CONSIGNES:
a) Traduisez en anglais cette phrase de l'extrait : « Dans un registre plus intimiste, on peut déceler dans les reliefs en papier de Macaparana quelques flexions évoquant aussi le monde de la musique (« Sans titre », 2020). »
b) Recopiez à l'identique les lignes du listing, en commençant par celle qui contient « Provide an outline for every instance of the berry » et en terminant par celle qui contient « Now the berry », ces deux lignes comprises.

EXTRAIT DU TEXTE:
┌────────
La sculpture de Marino Di Teana, « Tour Espace Masse EA ¾ » (1970-2013), qui peut être appréhendée comme une maquette d’architecture, résulte de l’assemblage de pans d’acier verticaux et parallèles, où le vide et l’espace deviennent des éléments constitutifs de l’œuvre.
Cette sobriété géométrique trouve un bel écho dans la peinture de Youri Jeltov, « Tev 1 » (1998), où les rectangles de couleurs contrastés (le noir est en opposition au blanc, le vert au brun…), peints en aplat dans un très léger jeu de surface et de profondeur, se répondent en contrepoint. Cette œuvre assez apaisée trahit l’influence de Malevitch chez cet artiste qui pouvait se laisser aller à plus de dynamisme dans certaines peintures, trahissant ainsi l’importance de la musique dans son processus de création.
Dans un registre plus intimiste, on peut déceler dans les reliefs en papier de Macaparana quelques flexions évoquant aussi le monde de la musique (« Sans titre », 2020). Ce dernier cherche à créer dans ses compositions très épurées une sensation de rythme, non sans un certain lyrisme. La surface blanche de l’œuvre, moins qu’un espace à structurer, devient le lieu où lignes courbes, cercles en reliefs ou découpés, sont reliés avec précision et dynamisme les uns aux autres afin d’engendrer la naissance d’un nouveau langage, de nature musicale.
└────────
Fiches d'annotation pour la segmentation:
┌────────
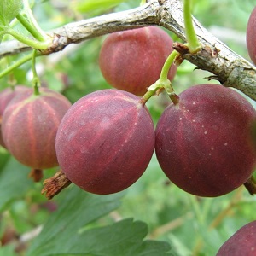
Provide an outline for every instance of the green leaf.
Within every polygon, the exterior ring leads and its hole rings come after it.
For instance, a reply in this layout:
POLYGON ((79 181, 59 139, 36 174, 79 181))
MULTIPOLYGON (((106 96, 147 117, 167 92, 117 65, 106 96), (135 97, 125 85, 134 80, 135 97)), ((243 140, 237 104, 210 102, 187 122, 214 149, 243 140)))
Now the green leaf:
POLYGON ((9 26, 22 9, 22 0, 0 0, 0 24, 9 26))
POLYGON ((127 0, 83 0, 79 1, 75 9, 83 13, 90 13, 91 11, 102 12, 126 1, 127 0))
POLYGON ((9 157, 0 172, 0 212, 6 205, 24 197, 32 186, 33 182, 28 178, 30 168, 20 164, 13 157, 9 157))
MULTIPOLYGON (((123 193, 97 195, 72 185, 64 189, 60 195, 61 198, 56 197, 59 199, 60 207, 44 225, 42 232, 32 244, 27 256, 61 254, 61 252, 73 253, 73 250, 77 244, 84 242, 79 230, 119 207, 119 199, 123 193)), ((78 250, 75 253, 79 253, 79 247, 75 249, 78 250)))
POLYGON ((7 245, 0 247, 0 256, 15 256, 15 245, 7 245))
MULTIPOLYGON (((68 230, 65 230, 67 233, 68 230)), ((30 251, 28 255, 83 256, 171 256, 170 246, 164 241, 143 241, 147 224, 131 218, 112 225, 90 229, 82 234, 66 234, 61 240, 50 241, 44 249, 30 251), (75 235, 75 236, 74 236, 75 235), (66 242, 65 242, 66 241, 66 242)), ((58 233, 60 236, 61 233, 58 233)), ((44 245, 45 241, 41 241, 44 245)), ((47 241, 48 242, 48 241, 47 241)))

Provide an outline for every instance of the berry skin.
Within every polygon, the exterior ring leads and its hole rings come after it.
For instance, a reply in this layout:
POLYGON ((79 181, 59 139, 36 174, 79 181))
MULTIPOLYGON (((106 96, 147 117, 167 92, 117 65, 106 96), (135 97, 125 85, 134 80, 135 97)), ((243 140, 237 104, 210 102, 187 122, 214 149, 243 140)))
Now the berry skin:
POLYGON ((71 107, 61 94, 40 88, 17 95, 3 115, 2 132, 8 150, 21 164, 33 169, 58 166, 55 136, 60 122, 71 107))
POLYGON ((192 86, 162 113, 155 151, 169 179, 199 196, 218 196, 242 185, 255 166, 251 143, 256 112, 232 89, 192 86))
MULTIPOLYGON (((99 66, 107 82, 119 90, 143 96, 159 78, 172 51, 171 37, 158 26, 114 32, 103 42, 99 66)), ((177 67, 172 65, 168 79, 177 67)))
POLYGON ((94 194, 112 194, 134 183, 154 148, 151 117, 140 98, 102 90, 79 99, 58 129, 60 166, 73 183, 94 194))
POLYGON ((216 256, 255 256, 256 220, 238 230, 219 248, 216 256))
POLYGON ((9 102, 19 93, 23 92, 26 90, 29 90, 28 87, 22 85, 16 85, 14 89, 6 88, 0 92, 0 145, 6 148, 6 145, 3 143, 2 131, 1 131, 1 124, 2 124, 2 117, 3 111, 9 103, 9 102))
└────────
RÉPONSES DANS L'ORDRE:
a) In a more intimate register, one can detect in Macaparana's paper reliefs a few inflections that also evoke the world of music ("Sans titre," 2020).

b)
Provide an outline for every instance of the berry skin.
Within every polygon, the exterior ring leads and its hole rings come after it.
For instance, a reply in this layout:
POLYGON ((79 181, 59 139, 36 174, 79 181))
MULTIPOLYGON (((106 96, 147 117, 167 92, 117 65, 106 96), (135 97, 125 85, 134 80, 135 97)), ((243 140, 237 104, 210 102, 187 122, 214 149, 243 140)))
Now the berry skin:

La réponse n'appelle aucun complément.